The `ResponseMetadata` object provides three timing values that help you pinpoint the source of latency issues:

| Component        | Method                   | What it measures                                                                                                                             |
| ---------------- | ------------------------ | -------------------------------------------------------------------------------------------------------------------------------------------- |
| Client duration  | `getClientDurationMs()`  | Total round-trip time from request start to response completion. Always available.                                                           |
| Server duration  | `getServerDurationMs()`  | Time the Pinecone backend spent processing the request. Extracted from the `x-pinecone-response-duration-ms` response header. May be `null`. |
| Network overhead | `getNetworkOverheadMs()` | The difference: client duration minus server duration. Includes network latency, serialization, and deserialization. May be `null`.          |

Use these values to diagnose performance issues:

* **High server duration**: The bottleneck is on the Pinecone backend. Consider optimizing your query (e.g., reducing `topK`, using metadata filters), or check the [Pinecone status page](https://status.pinecone.io/).
* **High network overhead**: The bottleneck is in the network path between your application and Pinecone. Consider deploying your application closer to your index's cloud region, or check for network issues.

## Limitations

* **Data plane operations only.** Control plane operations (e.g., creating or deleting indexes) are not currently instrumented.
* **Bulk import operations** are not yet instrumented.
* **Server duration may be unavailable.** The `getServerDurationMs()` method returns `null` if the `x-pinecone-response-duration-ms` header is not present in the response.
* **Synchronous callback.** The listener is called synchronously after the gRPC response is received. Keep implementations lightweight and non-blocking to avoid adding latency to your operations. For heavy processing, queue the metadata for async handling.
* **Exceptions are swallowed.** Exceptions thrown by the listener are logged but do not affect the operation result.

## Best practices

* **Keep listeners lightweight.** Record metrics or enqueue work -- don't do I/O or heavy computation in the callback.
* **Follow OTel semantic conventions.** Use the attribute names shown in the [recommended metrics](#recommended-metrics) table for interoperability with standard dashboards and tooling.
* **Monitor both client and server duration.** Tracking both lets you separate Pinecone backend performance from network conditions.
* **Set alerts on error rates.** Use the `status` and `error.type` attributes to build alerts for elevated error rates across operations.

→ **MATERIAL SUPPLIED**
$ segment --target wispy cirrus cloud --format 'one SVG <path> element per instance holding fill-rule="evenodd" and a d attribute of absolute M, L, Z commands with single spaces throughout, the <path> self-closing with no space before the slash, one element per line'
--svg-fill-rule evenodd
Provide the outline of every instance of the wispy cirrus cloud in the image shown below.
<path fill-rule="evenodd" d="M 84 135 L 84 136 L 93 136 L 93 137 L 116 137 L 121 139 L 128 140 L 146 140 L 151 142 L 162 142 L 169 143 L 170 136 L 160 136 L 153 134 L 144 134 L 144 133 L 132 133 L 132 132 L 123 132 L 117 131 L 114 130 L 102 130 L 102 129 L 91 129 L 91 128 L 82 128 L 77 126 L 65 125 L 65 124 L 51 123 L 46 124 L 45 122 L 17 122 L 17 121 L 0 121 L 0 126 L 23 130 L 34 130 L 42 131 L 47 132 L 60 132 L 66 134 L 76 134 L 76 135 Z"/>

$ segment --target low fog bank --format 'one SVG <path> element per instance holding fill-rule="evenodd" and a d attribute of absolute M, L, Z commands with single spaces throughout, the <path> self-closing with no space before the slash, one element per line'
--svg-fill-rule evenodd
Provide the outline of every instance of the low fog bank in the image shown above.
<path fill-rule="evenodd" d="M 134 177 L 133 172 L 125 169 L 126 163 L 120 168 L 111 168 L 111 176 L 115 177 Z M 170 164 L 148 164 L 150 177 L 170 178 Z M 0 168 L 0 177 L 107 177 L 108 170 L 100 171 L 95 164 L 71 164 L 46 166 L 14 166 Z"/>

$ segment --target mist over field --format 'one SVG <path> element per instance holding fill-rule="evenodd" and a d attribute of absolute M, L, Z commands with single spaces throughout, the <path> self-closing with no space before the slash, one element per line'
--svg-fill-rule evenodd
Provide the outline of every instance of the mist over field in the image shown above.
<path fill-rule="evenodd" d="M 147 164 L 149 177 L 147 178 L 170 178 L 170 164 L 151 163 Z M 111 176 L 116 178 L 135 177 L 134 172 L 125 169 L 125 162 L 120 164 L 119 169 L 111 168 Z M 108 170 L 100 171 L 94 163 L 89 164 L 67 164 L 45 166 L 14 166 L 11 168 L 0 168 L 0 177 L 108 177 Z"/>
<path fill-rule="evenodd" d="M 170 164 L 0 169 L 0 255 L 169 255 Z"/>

→ **WHAT THIS EXERCISE ASKS**
1) Translate this sentence from the Pinecone response timing text above into Spanish: "Exceptions thrown by the listener are logged but do not affect the operation result."
2) According to the Pinecone response timing text above, which response header is the server duration taken from?

→ **RESPONSES**
1) Las excepciones lanzadas por el listener se registran, pero no afectan al resultado de la operación.

2) The `x-pinecone-response-duration-ms` header.